YOUR ASSIGNMENT
Report each line of the items below that contains the word "negative", and copy every such line in full.

SOURCE MATERIAL
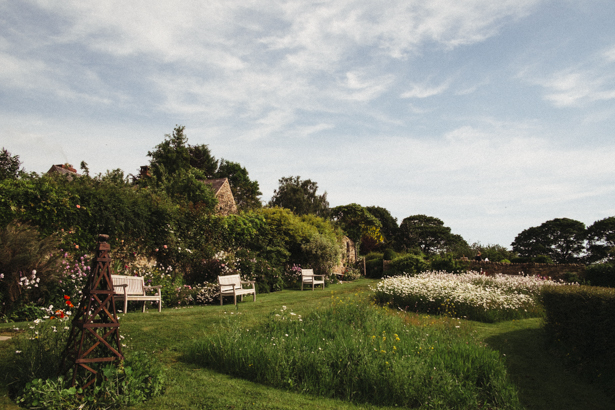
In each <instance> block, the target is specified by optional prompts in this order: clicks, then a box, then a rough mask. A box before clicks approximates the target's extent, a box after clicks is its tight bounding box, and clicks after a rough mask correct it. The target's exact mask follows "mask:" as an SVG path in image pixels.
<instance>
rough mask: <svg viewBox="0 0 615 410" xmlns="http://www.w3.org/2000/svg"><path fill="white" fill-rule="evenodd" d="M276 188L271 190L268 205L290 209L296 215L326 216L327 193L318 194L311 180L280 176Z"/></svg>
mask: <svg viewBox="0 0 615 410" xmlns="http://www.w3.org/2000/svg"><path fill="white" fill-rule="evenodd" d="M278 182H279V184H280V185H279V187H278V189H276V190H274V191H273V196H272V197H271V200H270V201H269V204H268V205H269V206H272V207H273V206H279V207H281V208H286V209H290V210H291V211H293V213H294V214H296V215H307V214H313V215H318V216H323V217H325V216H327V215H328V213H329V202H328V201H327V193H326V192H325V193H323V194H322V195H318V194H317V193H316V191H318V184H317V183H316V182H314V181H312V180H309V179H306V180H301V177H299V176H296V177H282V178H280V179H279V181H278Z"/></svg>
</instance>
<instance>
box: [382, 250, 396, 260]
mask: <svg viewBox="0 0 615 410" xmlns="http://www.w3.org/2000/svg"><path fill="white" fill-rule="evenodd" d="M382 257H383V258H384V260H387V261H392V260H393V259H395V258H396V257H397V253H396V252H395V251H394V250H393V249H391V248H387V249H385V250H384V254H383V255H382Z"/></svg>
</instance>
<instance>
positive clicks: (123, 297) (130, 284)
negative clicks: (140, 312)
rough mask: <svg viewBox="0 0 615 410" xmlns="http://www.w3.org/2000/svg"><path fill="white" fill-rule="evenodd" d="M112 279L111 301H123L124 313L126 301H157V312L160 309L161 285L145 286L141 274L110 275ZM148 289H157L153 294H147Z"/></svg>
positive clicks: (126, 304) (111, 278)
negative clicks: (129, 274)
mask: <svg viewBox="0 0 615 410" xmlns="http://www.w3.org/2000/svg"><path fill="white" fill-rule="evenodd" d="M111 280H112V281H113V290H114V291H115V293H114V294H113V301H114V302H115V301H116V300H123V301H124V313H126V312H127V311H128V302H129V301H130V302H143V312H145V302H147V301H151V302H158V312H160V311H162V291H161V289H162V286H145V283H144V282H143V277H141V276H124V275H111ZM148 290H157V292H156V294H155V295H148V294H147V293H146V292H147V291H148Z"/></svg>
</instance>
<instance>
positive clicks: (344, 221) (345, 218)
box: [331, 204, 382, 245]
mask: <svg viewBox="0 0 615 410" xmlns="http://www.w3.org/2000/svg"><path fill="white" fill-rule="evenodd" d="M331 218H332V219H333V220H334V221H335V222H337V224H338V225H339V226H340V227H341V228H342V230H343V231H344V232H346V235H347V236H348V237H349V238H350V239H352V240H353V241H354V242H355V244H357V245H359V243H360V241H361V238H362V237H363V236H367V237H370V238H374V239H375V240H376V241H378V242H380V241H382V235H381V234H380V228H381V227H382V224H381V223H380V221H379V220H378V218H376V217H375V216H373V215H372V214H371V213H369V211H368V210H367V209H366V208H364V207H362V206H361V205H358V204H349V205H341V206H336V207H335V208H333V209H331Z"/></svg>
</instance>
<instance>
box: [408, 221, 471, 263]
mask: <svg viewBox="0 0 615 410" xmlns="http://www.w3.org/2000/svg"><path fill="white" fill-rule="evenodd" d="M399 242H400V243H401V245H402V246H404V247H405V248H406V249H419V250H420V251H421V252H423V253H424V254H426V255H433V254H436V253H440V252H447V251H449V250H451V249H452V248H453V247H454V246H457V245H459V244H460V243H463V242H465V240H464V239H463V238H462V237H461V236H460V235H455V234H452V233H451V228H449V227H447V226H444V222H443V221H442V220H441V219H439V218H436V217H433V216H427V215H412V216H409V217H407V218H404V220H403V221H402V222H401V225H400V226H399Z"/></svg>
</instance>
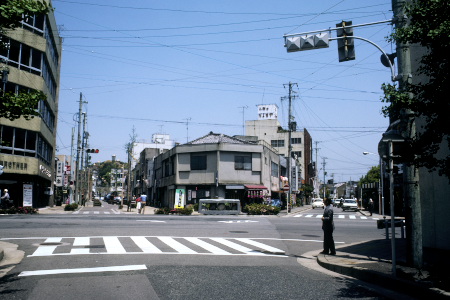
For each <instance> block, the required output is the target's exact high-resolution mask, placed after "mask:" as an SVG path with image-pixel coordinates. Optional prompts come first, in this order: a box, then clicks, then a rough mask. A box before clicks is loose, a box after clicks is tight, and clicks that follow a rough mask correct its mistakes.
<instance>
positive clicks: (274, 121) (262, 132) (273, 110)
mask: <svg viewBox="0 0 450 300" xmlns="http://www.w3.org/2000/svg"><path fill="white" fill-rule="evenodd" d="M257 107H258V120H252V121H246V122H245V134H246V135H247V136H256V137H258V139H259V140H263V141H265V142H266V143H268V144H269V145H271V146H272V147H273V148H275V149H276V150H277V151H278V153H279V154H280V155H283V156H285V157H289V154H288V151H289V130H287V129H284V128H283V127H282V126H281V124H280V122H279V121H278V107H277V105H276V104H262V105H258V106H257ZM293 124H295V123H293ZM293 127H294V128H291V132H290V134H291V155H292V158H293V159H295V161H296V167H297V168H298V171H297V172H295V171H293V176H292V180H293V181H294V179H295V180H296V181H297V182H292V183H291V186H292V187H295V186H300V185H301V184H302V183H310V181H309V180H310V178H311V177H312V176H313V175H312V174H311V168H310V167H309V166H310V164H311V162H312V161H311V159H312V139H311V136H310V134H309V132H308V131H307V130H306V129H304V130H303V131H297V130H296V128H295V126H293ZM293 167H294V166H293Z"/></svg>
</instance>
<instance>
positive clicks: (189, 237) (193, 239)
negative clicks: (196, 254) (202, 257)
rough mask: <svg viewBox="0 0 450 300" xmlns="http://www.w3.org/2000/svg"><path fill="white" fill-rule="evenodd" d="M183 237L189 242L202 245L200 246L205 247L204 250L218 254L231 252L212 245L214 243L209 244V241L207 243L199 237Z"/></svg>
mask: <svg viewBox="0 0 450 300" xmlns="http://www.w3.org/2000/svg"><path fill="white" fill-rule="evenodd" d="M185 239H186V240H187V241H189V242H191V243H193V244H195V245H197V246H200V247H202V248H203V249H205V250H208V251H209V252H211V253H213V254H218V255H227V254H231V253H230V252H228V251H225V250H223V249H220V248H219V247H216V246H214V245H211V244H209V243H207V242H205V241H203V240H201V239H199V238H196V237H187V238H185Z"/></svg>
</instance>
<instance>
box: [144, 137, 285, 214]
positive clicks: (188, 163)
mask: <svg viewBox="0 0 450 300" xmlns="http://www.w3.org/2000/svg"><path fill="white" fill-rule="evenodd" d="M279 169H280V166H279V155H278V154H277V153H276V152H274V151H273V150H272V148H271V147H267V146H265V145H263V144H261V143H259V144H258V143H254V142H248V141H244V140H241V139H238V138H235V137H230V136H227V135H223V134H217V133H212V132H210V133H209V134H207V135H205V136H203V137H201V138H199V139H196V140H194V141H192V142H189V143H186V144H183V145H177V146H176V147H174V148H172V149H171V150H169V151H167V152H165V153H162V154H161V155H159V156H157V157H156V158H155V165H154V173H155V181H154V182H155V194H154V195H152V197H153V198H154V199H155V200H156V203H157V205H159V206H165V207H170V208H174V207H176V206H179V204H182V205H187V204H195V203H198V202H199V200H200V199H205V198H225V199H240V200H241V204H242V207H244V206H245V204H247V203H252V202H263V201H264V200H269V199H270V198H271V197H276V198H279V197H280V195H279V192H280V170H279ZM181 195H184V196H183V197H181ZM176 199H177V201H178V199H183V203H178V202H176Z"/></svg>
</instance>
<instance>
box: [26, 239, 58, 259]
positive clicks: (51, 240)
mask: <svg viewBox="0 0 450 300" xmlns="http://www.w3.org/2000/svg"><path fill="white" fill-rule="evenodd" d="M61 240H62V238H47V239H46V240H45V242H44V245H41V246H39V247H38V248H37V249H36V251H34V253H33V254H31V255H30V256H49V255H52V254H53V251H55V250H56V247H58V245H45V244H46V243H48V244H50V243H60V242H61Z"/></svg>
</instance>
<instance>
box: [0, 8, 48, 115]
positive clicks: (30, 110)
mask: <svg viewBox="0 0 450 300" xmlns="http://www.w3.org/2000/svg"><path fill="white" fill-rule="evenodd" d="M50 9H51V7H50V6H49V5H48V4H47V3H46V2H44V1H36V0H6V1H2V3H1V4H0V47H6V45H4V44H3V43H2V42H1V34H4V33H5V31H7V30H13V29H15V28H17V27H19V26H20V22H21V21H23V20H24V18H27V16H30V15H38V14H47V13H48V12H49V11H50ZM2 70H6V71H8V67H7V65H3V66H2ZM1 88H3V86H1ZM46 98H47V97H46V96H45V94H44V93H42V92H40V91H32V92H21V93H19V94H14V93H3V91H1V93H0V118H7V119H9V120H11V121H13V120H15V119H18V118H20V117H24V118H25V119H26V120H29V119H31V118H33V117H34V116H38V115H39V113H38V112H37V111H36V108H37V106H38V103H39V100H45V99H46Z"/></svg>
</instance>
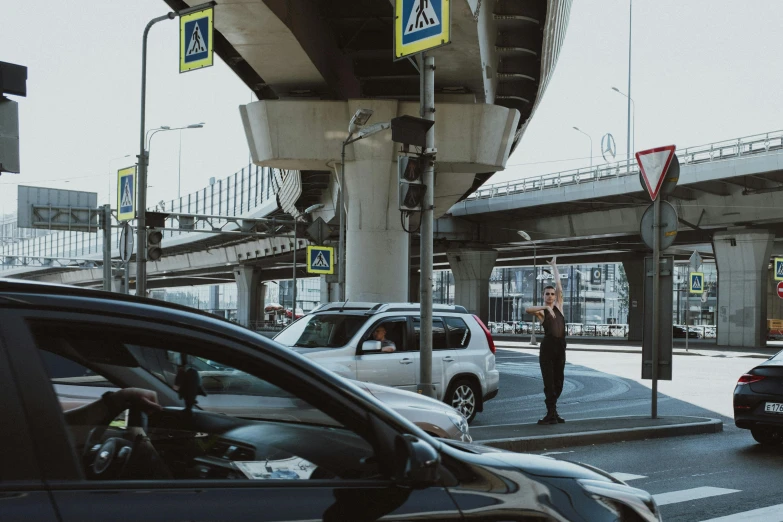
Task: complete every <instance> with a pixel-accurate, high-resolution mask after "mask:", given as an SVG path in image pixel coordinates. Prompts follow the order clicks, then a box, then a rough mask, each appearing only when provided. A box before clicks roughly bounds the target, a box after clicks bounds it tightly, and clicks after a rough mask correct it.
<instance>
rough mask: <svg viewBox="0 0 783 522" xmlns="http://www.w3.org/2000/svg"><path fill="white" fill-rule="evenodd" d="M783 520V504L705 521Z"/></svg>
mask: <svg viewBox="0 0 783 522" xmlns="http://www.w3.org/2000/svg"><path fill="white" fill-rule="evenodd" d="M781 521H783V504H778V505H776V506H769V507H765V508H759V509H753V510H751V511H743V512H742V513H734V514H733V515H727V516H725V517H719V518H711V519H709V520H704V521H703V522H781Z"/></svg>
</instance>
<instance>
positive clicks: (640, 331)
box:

* * *

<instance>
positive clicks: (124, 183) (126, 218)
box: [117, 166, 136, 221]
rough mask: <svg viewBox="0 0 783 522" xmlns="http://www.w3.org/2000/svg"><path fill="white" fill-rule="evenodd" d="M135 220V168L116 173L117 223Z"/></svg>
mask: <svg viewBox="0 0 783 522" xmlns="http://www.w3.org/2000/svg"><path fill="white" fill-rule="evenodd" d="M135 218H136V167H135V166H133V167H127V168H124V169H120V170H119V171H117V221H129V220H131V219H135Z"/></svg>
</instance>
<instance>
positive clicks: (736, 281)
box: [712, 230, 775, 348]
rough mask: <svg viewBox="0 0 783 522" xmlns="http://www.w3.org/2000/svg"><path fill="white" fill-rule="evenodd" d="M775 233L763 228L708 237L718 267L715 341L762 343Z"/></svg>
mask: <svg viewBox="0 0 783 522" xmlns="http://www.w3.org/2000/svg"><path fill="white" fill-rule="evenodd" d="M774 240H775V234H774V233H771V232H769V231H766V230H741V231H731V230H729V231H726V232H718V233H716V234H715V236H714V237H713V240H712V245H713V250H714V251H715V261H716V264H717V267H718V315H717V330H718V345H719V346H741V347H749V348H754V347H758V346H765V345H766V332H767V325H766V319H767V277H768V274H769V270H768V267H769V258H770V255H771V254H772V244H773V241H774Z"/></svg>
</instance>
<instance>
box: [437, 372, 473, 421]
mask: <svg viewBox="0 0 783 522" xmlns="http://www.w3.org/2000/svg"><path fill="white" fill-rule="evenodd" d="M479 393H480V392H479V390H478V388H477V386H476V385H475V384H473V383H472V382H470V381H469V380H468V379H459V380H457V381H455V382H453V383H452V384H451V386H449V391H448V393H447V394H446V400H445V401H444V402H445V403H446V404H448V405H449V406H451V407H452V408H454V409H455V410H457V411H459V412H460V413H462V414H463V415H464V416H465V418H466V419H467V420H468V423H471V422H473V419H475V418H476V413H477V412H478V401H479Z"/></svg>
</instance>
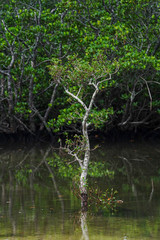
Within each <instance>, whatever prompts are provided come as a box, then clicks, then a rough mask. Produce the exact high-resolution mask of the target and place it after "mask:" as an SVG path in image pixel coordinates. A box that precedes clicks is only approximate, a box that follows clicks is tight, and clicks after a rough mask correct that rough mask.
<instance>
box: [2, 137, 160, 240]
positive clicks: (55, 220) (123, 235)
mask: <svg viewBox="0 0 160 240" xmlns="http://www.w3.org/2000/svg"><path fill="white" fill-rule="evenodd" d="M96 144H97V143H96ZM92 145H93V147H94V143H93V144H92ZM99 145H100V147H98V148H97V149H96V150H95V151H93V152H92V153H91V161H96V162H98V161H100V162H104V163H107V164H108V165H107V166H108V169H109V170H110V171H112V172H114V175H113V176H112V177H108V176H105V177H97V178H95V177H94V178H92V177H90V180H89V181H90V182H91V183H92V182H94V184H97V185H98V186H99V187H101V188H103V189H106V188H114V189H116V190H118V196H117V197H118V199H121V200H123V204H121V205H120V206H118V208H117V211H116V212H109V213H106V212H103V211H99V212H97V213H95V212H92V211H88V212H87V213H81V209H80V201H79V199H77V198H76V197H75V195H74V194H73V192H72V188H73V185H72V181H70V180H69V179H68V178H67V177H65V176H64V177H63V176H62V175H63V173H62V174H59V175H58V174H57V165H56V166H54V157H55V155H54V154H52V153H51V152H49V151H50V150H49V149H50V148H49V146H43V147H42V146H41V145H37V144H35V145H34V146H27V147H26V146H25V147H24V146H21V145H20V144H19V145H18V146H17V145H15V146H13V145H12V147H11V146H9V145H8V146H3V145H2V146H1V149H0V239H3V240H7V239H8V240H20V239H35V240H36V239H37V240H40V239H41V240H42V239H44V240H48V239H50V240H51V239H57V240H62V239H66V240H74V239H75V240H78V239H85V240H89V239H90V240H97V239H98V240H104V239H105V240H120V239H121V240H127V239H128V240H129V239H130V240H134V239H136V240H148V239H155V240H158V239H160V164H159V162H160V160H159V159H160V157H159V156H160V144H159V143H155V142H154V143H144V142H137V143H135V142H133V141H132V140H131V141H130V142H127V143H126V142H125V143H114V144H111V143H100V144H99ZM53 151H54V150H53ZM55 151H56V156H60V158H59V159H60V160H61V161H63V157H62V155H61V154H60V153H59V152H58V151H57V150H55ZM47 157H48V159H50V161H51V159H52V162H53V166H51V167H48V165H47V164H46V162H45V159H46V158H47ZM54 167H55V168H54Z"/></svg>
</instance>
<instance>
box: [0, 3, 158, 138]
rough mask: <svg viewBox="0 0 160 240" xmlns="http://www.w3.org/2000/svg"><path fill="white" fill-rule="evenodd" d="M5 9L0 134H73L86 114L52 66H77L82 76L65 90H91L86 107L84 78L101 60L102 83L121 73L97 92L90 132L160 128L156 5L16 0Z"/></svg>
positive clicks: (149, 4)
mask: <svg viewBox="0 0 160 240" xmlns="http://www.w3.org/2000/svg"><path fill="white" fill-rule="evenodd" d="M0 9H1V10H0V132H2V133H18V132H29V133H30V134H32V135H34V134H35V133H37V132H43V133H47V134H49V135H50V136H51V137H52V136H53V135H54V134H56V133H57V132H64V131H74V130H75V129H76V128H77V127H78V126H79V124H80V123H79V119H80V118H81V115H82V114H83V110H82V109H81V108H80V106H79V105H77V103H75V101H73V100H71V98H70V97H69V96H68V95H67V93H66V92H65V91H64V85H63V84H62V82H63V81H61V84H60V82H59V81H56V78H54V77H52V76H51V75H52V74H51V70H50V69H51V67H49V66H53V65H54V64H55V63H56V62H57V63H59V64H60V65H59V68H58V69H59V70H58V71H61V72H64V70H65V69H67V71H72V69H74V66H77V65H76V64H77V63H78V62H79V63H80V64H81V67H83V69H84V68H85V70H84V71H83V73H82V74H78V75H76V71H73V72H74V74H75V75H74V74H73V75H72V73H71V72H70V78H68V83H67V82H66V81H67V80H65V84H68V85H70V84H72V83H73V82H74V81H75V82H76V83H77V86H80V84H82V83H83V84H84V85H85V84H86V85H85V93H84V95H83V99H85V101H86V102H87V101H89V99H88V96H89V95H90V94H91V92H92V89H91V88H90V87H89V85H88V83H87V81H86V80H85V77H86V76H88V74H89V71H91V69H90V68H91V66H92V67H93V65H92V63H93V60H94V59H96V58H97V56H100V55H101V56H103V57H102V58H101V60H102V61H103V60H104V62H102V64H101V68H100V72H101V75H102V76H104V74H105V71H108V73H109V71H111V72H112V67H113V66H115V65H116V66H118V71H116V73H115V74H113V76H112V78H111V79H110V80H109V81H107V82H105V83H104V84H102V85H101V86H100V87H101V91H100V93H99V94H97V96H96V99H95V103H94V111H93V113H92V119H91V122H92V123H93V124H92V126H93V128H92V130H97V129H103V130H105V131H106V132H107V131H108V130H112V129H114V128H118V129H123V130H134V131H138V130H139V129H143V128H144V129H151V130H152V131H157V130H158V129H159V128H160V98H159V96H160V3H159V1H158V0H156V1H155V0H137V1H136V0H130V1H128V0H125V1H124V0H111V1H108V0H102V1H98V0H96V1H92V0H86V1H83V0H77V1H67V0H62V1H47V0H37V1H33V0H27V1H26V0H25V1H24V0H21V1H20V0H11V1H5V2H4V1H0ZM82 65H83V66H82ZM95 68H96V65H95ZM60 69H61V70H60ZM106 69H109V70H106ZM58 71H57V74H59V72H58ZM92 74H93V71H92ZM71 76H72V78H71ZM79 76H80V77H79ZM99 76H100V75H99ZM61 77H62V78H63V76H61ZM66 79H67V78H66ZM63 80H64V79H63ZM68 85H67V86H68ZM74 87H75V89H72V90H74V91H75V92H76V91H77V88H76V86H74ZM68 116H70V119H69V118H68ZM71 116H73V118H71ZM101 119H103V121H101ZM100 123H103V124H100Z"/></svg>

* * *

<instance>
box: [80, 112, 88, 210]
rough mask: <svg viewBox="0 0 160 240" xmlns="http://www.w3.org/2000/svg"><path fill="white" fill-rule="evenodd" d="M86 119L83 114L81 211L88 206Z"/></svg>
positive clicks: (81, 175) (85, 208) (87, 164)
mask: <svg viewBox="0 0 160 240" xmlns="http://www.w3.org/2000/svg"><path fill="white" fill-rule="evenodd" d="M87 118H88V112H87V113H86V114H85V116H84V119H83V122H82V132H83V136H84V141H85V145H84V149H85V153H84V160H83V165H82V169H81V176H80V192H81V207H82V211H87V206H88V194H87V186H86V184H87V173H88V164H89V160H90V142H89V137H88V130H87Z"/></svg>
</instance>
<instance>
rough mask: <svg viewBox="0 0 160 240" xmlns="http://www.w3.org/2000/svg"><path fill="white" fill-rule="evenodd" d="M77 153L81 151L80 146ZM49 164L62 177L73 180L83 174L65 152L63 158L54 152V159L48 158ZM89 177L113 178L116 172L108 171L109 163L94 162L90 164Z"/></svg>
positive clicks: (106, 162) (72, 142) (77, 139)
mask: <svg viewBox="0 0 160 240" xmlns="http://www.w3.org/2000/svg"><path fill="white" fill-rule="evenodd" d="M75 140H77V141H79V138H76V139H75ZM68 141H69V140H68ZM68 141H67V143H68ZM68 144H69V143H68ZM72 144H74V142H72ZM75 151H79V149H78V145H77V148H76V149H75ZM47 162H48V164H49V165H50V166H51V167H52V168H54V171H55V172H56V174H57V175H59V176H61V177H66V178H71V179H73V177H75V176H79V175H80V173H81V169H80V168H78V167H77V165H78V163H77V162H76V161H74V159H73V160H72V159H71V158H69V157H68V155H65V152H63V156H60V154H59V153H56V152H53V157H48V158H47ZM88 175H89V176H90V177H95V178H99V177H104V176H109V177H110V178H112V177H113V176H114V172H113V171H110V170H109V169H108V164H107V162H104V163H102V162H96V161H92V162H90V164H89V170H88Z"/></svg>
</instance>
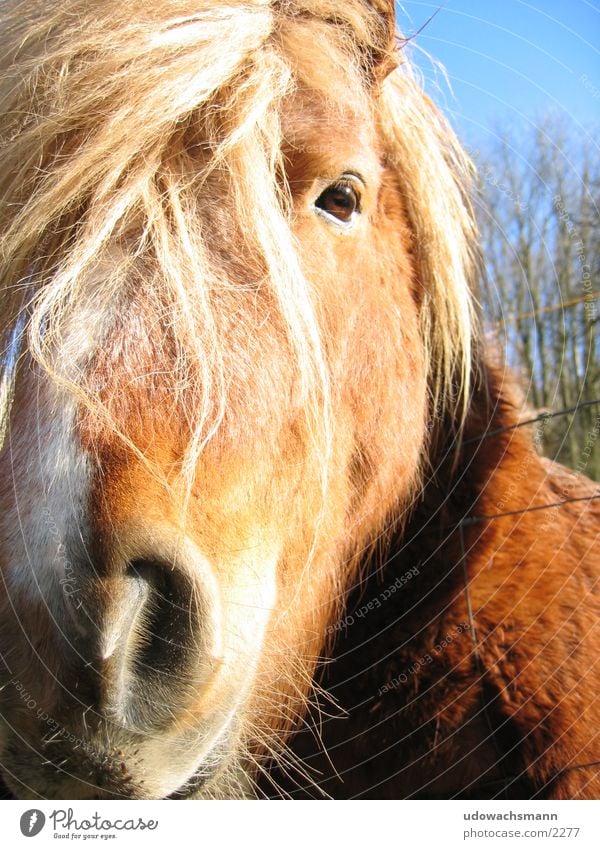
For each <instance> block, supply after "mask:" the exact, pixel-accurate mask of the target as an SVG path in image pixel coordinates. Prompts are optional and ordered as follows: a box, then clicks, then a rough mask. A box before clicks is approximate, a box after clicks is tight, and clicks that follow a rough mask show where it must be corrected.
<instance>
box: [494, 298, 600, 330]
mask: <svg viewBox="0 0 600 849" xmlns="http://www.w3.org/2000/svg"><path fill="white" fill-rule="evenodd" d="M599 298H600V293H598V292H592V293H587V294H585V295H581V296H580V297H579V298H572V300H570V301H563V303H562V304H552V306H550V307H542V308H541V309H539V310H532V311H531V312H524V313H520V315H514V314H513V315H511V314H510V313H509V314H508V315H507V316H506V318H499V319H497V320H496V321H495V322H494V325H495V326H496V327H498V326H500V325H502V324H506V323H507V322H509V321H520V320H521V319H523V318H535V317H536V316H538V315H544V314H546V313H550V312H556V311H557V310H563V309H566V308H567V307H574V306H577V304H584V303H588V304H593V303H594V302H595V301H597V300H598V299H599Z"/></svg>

TASK RESPONSE
negative clicks: (140, 312)
negative clicks: (129, 274)
negative clicks: (196, 254) (202, 257)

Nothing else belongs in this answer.